• _Given exercise_:
Which lines in the listing below contain the string "moth"? Report each of those lines in full.

• _Stored entries_:
=======

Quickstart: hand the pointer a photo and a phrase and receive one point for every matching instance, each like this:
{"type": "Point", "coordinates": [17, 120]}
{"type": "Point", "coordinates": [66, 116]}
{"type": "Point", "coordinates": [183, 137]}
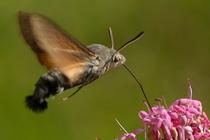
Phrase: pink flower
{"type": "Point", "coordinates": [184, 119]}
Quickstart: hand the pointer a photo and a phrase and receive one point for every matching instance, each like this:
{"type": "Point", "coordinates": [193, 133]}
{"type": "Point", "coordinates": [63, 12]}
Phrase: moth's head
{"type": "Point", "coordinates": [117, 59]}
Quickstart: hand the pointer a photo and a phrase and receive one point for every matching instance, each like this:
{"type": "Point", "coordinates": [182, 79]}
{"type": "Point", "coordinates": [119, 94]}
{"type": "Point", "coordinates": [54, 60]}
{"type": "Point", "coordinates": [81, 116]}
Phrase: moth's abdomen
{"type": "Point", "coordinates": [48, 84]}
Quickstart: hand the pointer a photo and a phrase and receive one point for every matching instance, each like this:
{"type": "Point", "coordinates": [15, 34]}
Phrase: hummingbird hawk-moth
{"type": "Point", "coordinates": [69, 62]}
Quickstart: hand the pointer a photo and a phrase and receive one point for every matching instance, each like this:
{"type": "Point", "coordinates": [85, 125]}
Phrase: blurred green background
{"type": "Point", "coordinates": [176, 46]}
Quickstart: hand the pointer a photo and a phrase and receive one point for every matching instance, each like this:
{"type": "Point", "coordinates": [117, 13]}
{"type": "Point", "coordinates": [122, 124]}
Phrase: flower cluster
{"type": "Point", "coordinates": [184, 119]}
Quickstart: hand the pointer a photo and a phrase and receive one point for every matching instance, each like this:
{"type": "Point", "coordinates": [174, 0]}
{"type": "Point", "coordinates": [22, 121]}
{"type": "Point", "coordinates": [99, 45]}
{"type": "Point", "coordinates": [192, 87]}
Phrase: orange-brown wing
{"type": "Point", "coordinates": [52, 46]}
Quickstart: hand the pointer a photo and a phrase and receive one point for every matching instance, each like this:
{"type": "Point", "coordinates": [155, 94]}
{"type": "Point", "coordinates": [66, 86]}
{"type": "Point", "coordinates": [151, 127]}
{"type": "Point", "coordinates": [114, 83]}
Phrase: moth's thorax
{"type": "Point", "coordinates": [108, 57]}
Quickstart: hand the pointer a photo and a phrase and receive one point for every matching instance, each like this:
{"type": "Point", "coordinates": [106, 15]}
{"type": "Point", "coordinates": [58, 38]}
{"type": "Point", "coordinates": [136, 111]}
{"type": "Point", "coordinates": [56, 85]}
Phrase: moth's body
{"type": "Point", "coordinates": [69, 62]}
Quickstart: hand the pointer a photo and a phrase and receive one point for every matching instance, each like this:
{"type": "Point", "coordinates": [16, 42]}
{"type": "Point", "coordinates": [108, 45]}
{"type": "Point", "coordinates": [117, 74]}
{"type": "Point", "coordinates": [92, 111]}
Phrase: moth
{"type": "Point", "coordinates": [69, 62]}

=======

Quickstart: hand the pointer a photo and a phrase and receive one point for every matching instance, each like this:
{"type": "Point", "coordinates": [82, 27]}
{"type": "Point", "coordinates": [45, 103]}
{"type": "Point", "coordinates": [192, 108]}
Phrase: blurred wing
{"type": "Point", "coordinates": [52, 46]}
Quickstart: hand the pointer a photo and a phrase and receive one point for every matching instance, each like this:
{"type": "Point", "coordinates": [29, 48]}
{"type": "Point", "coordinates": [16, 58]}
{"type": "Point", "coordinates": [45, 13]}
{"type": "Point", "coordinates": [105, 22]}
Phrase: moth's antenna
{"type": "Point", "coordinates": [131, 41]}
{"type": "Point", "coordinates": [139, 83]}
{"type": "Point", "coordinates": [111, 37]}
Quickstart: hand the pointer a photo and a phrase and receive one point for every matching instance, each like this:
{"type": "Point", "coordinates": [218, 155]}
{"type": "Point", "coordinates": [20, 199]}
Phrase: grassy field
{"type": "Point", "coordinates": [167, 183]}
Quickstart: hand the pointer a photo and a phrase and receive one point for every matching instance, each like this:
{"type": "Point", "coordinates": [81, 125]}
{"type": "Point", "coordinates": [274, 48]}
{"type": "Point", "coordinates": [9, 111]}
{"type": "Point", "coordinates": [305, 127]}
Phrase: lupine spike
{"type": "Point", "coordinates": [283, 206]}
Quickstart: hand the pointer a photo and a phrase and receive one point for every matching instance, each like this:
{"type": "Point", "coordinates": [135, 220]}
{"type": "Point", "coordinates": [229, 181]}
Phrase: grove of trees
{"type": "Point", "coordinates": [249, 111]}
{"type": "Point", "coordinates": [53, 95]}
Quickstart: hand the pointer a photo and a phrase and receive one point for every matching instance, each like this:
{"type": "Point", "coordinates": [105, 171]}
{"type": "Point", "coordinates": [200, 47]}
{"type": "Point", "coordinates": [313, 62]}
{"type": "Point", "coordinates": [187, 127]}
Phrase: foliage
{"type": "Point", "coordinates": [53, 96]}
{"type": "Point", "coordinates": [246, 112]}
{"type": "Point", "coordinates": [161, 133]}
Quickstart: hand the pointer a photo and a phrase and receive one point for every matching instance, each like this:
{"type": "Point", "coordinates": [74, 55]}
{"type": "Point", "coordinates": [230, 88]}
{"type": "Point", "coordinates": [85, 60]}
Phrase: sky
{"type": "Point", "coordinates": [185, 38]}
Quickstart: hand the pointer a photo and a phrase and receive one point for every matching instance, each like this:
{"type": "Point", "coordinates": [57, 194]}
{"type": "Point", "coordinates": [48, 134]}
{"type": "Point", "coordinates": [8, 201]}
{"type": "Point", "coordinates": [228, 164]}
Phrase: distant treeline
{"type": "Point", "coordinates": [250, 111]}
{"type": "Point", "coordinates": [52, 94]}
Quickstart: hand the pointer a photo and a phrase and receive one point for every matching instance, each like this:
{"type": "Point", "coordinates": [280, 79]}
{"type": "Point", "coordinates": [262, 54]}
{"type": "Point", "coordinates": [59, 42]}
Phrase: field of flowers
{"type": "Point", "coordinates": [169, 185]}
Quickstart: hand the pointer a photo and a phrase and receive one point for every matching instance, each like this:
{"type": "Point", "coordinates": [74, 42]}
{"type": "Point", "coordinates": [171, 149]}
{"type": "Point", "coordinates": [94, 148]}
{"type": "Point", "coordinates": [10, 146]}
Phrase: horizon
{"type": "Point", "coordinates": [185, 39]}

=======

• _The response_:
Phrase: moth's head
Phrase: moth's abdomen
Phrase: hummingbird hawk-moth
Phrase: moth's thorax
Phrase: moth's body
Phrase: moth
Phrase: moth's antenna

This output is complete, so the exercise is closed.